▸ The task
The output should consist solely of the line containing "Reviewer note: see that each instance of the wicker" and the lines that follow it through the end of the data below.

Excerpts from a dataset:
☆ ☆ ☆ ☆ ☆ ☆ ☆

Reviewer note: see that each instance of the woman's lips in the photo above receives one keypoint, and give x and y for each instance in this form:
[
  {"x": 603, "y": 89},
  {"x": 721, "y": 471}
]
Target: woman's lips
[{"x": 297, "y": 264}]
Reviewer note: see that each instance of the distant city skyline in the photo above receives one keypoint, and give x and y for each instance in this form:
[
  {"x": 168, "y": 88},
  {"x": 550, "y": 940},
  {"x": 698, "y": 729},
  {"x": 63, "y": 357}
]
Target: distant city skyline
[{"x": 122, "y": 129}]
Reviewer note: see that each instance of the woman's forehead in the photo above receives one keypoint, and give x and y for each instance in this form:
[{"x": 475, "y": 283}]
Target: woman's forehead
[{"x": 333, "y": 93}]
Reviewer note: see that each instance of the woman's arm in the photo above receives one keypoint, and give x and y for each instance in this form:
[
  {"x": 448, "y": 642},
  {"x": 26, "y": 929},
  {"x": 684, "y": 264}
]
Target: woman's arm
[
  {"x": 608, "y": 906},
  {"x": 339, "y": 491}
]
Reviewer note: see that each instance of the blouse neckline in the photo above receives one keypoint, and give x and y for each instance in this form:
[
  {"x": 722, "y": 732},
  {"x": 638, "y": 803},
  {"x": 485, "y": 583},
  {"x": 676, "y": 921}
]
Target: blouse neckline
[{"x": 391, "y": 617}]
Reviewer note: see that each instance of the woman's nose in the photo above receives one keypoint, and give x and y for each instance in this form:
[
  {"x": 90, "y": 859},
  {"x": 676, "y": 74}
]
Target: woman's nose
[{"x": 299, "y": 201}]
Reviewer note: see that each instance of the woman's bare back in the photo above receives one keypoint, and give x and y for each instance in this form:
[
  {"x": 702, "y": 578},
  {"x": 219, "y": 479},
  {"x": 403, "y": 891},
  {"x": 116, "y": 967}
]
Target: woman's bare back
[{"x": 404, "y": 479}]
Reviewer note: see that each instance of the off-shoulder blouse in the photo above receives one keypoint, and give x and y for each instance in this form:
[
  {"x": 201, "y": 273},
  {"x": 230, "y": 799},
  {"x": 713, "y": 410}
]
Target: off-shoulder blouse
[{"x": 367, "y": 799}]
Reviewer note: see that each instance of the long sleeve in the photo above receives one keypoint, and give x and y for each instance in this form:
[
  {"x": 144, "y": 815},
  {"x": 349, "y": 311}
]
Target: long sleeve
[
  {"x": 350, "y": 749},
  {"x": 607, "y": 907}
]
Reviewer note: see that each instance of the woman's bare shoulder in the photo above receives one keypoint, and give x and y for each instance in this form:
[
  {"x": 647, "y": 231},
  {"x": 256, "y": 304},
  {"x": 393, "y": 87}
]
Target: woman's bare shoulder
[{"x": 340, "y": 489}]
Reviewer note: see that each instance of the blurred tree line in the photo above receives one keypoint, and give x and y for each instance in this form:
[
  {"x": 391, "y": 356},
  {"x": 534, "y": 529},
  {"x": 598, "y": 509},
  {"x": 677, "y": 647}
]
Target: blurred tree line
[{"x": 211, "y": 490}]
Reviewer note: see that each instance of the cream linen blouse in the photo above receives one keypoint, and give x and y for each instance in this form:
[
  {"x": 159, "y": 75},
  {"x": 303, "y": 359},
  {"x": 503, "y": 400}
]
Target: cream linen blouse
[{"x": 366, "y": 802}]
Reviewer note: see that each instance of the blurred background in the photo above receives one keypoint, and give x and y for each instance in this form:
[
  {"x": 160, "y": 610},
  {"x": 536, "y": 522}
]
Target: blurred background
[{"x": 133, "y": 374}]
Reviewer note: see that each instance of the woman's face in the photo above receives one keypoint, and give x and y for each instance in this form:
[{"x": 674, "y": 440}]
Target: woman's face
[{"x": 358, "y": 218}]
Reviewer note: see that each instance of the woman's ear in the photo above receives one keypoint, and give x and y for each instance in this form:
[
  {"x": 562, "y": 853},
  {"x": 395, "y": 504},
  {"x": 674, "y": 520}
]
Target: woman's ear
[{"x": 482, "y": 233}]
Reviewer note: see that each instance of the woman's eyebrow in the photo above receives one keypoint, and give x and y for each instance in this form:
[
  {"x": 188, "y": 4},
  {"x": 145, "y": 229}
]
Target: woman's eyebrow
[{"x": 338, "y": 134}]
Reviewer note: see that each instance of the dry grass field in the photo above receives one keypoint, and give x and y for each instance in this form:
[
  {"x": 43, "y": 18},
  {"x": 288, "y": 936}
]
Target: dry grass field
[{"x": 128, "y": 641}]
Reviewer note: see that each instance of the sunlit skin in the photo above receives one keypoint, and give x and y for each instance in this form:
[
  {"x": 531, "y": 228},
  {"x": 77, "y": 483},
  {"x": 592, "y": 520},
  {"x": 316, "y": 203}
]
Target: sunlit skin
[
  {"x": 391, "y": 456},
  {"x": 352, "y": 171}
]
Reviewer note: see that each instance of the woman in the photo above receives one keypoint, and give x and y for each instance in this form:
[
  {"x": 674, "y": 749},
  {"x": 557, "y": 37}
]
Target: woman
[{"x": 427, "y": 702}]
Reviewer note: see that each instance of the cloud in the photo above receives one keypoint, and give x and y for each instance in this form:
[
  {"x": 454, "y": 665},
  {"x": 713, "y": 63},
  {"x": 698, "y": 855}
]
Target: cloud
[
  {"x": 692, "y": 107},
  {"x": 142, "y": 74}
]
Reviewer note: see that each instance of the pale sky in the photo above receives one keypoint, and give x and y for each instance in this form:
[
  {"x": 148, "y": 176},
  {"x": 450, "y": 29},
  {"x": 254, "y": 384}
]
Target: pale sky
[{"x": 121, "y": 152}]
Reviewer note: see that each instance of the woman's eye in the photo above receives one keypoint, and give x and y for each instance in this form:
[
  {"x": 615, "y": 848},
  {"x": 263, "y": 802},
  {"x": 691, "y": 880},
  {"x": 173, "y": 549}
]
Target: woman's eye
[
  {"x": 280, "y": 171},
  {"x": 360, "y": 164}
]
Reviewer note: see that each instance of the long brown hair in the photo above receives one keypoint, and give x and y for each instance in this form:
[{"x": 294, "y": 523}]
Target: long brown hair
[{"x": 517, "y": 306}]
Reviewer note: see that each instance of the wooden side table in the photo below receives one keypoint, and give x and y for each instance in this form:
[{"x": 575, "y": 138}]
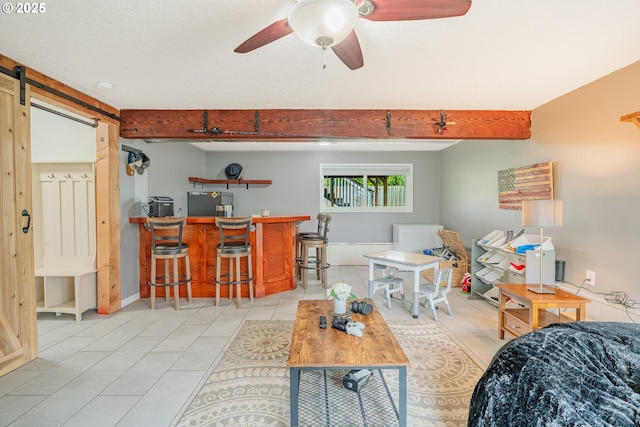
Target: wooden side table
[{"x": 534, "y": 315}]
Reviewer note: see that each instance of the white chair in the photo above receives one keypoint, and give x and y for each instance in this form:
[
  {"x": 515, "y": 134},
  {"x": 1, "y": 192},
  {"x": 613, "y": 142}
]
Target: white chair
[
  {"x": 435, "y": 292},
  {"x": 388, "y": 283}
]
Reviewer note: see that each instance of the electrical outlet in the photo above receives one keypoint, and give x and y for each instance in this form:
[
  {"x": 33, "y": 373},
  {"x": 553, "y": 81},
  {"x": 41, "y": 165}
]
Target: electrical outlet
[{"x": 591, "y": 278}]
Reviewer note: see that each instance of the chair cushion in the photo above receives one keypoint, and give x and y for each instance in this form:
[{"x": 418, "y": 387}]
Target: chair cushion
[
  {"x": 169, "y": 249},
  {"x": 234, "y": 248}
]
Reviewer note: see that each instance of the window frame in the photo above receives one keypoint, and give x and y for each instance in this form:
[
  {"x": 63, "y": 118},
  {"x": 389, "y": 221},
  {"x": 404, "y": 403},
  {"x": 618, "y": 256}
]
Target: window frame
[{"x": 367, "y": 169}]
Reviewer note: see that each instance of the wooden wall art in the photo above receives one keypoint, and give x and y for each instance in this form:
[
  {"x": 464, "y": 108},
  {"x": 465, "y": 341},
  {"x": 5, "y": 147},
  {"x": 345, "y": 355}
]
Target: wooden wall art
[{"x": 533, "y": 182}]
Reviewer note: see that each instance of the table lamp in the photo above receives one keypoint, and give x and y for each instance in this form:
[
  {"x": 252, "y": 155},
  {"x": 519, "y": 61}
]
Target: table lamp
[{"x": 541, "y": 213}]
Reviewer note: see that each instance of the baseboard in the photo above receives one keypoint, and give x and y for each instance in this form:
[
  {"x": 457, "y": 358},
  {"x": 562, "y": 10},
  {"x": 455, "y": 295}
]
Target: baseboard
[
  {"x": 133, "y": 298},
  {"x": 353, "y": 253}
]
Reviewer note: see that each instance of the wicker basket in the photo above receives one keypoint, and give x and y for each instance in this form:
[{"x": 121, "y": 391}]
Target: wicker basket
[{"x": 460, "y": 266}]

☆ ☆ ☆ ☆ ☆ ☆ ☆

▸ Exercise response
Reviewer note: see that each instance of the wicker basket in the photo above receives one keypoint, and give x and y for each instance in this form:
[{"x": 121, "y": 391}]
Target: wicker basket
[{"x": 460, "y": 266}]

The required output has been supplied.